▸ Work to complete
Repeat each of these records exactly.

──────────

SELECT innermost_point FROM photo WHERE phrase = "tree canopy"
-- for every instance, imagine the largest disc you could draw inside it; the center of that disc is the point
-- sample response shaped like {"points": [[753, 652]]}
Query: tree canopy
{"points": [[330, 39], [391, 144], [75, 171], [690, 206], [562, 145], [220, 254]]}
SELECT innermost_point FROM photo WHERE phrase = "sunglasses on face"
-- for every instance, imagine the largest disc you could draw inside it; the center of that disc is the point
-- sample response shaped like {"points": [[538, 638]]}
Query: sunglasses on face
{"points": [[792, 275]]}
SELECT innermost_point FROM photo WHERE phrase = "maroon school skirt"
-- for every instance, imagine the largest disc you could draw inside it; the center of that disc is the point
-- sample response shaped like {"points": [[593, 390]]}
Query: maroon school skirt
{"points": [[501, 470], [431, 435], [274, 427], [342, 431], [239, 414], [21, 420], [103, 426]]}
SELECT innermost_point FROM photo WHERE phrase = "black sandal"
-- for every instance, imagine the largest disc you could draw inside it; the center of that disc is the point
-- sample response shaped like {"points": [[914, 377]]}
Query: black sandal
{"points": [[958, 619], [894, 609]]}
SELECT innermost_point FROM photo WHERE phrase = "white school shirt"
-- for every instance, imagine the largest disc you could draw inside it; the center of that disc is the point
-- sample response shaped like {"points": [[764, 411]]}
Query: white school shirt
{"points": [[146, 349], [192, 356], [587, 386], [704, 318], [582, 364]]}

──────────

▸ Answer space
SELECT innermost_point FROM photo WHERE phrase = "tree canopy"
-- for every instance, imagine the largest disc you could draw inside it; the center of that disc is the point
-- sample response shaped like {"points": [[753, 652]]}
Query: tree canopy
{"points": [[330, 39], [391, 144], [75, 171], [690, 206], [562, 145], [220, 254]]}
SELECT innermost_point FROM photo WHERE phrase = "sunglasses on face"
-- for every instance, imagine the largest disc you could draw inside it; the center of that disc is the point
-- sample response shaped like {"points": [[538, 638]]}
Query: sunglasses on face
{"points": [[792, 275]]}
SELECT innermost_point FROM photo WHERE phrase = "maroon school skirt"
-- for every instance, imagine the largest disc you could draw inside it; the center of that disc is the point
-- sample response shaped like {"points": [[593, 390]]}
Query: maroon school skirt
{"points": [[501, 470], [431, 435], [274, 427], [342, 431], [239, 414], [21, 420], [103, 426]]}
SELECT innermost_point FROM photo WHERE phrase = "black sandal"
-- for every instance, imagine the largest disc you could draw inside it; the center of that disc is the point
-- sample response shaped like {"points": [[914, 377]]}
Query: black sandal
{"points": [[958, 619], [894, 609]]}
SELECT innermost_point FROM photo WHERE phrase = "white school shirt"
-- for every instance, imagine the largest disc you could draw inside it; the center of that disc is the point
-- sample response shaped like {"points": [[764, 411]]}
Query: white school shirt
{"points": [[146, 349], [192, 356], [587, 386], [704, 318], [582, 364]]}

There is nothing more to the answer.